Here, it is worth to mention recent papers in constrained estimation (Deng and Zhang 2020; Han et al. 2019; Han and Zhang 2020), where the authors studied the asymptotic properties of the isotonic regression in general dimensions. Also, in paper Wang et al. (2015) \(\ell _{1}\)-trend filtering was generalised for the case of a general graph.

1.3 Organisation of the paper

The rest of the paper is organized as follows. In Sect. 2 we provide the numerical solution to the fused lasso nearly-isotonic signal approximator. Section 3 is dedicated to the theoretical properties of the estimator. We show how the solutions to the fused lasso nearly-isotonic regression, fused lasso, and nearly-isotonic regression are related to each other. Also, we prove that in the one-dimensional case the new estimator has agglomerative property and the procedures of near-isotonisation and fusion can be swapped and provide the solution to the original problem. Next, in Sect. 4 we derive the unbiased estimator of the degrees of freedom of the estimator. Furthermore, in Sect. 5 we discuss the computational aspects, do the simulation study and show that the estimator is computationally feasible for moderately large data sets. Also, we illustrate the usage of the estimator for the real data set. The article closes with a conclusion and a discussion of possible generalisations in Sect. 6. The proofs of all results are given in the Appendix. The R and Python implementations of the estimator are available upon request.

2 Solution to the fused lasso nearly-isotonic signal approximator

First, we consider fused nearly-isotonic regression, i.e. in (15) we assume that \(\lambda _{L} = 0\).

Theorem 1

For a fixed data vector \({\varvec{y}} \in {\mathbb {R}}^{n}\) indexed by the index set \({\mathcal {I}}\) with the partial order relation \(\preceq \) defined on \({\mathcal {I}}\), the solution to the fused nearly-isotonic problem in (15) is given by

$$\begin{aligned} \hat{{\varvec{\beta }}}^{FNI}({\varvec{y}}, \lambda _{F}, \lambda _{NI}) = {\varvec{y}} - D^{T} \hat{{\varvec{\nu }}}(\lambda _{F}, \lambda _{NI}) \end{aligned}$$
(16)

with

$$\begin{aligned}{} & {} \hat{{\varvec{\nu }}}({\varvec{y}}, \lambda _{F}, \lambda _{NI}) = \underset{{\varvec{\nu }} \in {\mathbb {R}}^{m}}{\arg \min } \, \frac{1}{2}||{\varvec{y}} - D^{T}{\varvec{\nu }}||_{2}^{2} \nonumber \\{} & {} \quad \text {s. t.} \quad - \lambda _{F} {\varvec{1}} \le {\varvec{\nu }} \le (\lambda _{F} + \lambda _{NI}){\varvec{1}}, \end{aligned}$$
(17)

Objectives:
- A) Answer these questions about the fused lasso paper:
(i) Which section derives the unbiased estimator of the degrees of freedom?
(ii) Which paper generalized ℓ1-trend filtering to a general graph?
(iii) What value is λ_L assumed to take at the start of Section 2?
- B) Pick up the fused lasso paper after equation (17) and keep writing it.
The entries that follow are separate material and are unrelated to the fused lasso paper.

Data entries:
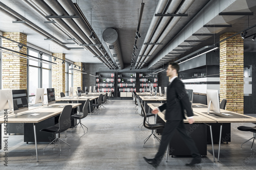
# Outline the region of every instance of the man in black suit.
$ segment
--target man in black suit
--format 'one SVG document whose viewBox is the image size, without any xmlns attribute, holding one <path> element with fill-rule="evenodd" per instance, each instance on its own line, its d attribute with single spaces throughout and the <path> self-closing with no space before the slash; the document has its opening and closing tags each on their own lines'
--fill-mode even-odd
<svg viewBox="0 0 256 170">
<path fill-rule="evenodd" d="M 191 166 L 201 162 L 201 155 L 194 140 L 190 135 L 186 132 L 187 129 L 184 126 L 183 119 L 185 119 L 184 109 L 186 109 L 189 124 L 194 122 L 193 113 L 191 108 L 188 97 L 185 91 L 183 83 L 177 77 L 179 66 L 177 63 L 169 63 L 166 71 L 166 76 L 170 80 L 167 87 L 167 96 L 166 103 L 151 112 L 154 114 L 158 112 L 166 110 L 165 119 L 167 122 L 164 129 L 161 143 L 158 152 L 153 159 L 147 159 L 143 157 L 149 164 L 156 167 L 166 150 L 169 143 L 177 129 L 186 145 L 190 150 L 191 155 L 193 158 L 191 162 L 186 164 L 187 166 Z"/>
</svg>

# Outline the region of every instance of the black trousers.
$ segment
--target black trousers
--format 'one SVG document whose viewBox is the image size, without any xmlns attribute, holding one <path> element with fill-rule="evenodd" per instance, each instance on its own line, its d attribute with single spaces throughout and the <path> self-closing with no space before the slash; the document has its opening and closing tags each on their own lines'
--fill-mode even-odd
<svg viewBox="0 0 256 170">
<path fill-rule="evenodd" d="M 180 134 L 185 143 L 190 150 L 191 155 L 194 159 L 200 159 L 201 155 L 196 144 L 190 136 L 186 132 L 187 129 L 185 127 L 183 120 L 168 121 L 165 123 L 161 139 L 161 143 L 155 159 L 158 164 L 160 163 L 163 158 L 164 154 L 166 150 L 168 144 L 172 139 L 177 129 Z"/>
</svg>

Answers in order:
- A)
(i) Section 4
(ii) Wang et al. (2015)
(iii) 0

- B)
where D is the incidence matrix of the directed graph \(G = (V, E)\) with n vertices and m edges corresponding to \(\preceq \) on \({\mathcal {I}}\), \({\varvec{1}}\in {\mathbb {R}}^{m}\) is the vector whose all elements are equal to 1 and the notation \({\varvec{a}} \le {\varvec{b}}\) for vectors \({\varvec{a}},{\varvec{b}} \in {\mathbb {R}}^{m}\) means \(a_{i} \le b_{i}\) for all \(i = 1, \dots , m\).

Next, we provide the solution to the fused lasso nearly-isotonic regression.

Theorem 2

For a given vector \({\varvec{y}}\) indexed by \({\mathcal {I}}\), the solution to the fused lasso nearly-isotonic signal approximator \(\hat{{\varvec{\beta }}}^{FLNI}({\varvec{y}},\lambda _{F}, \lambda _{L},\lambda _{NI})\) is given by soft thresholding the fused nearly-isotonic regression \(\hat{{\varvec{\beta }}}^{FNI}({\varvec{y}},\lambda _{F}, \lambda _{NI})\), i.e.

$$\begin{aligned}{} & {} {\hat{\beta }}^{FLNI}_{{\varvec{i}}}({\varvec{y}},\lambda _{F}, \lambda _{L},\lambda _{NI}) \nonumber \\{} & {} \quad = {\left\{ \begin{array}{ll} {\hat{\beta }}^{FNI}_{{\varvec{i}}}({\varvec{y}},\lambda _{F}, \lambda _{NI}) - \lambda _{L}, &{} \,\text { if } \, {\hat{\beta }}^{FNI}_{{\varvec{i}}} \ge \lambda _{L}, \\ 0, &{} \, \text { if } \, |{\hat{\beta }}^{FNI}_{{\varvec{i}}}| \le \lambda _{L},\\ {\hat{\beta }}^{FNI}_{{\varvec{i}}}({\varvec{y}},\lambda _{F}, \lambda _{NI}) + \lambda _{L}, &{}\, \text { if } \, {\hat{\beta }}^{FNI}_{{\varvec{i}}} \le -\lambda _{L}, \end{array}\right. } \end{aligned}$$
(18)

for \({{\varvec{i}}}\in {\mathcal {I}}\).

From this result we can conclude that adding lasso penalisation does not add much to the computational complexity of the solution. The computational aspects of fused nearly-isotonic approximator will be discussed in Sect. 5 below. In the next section we discuss properties of the fused lasso nearly-isotonic regression.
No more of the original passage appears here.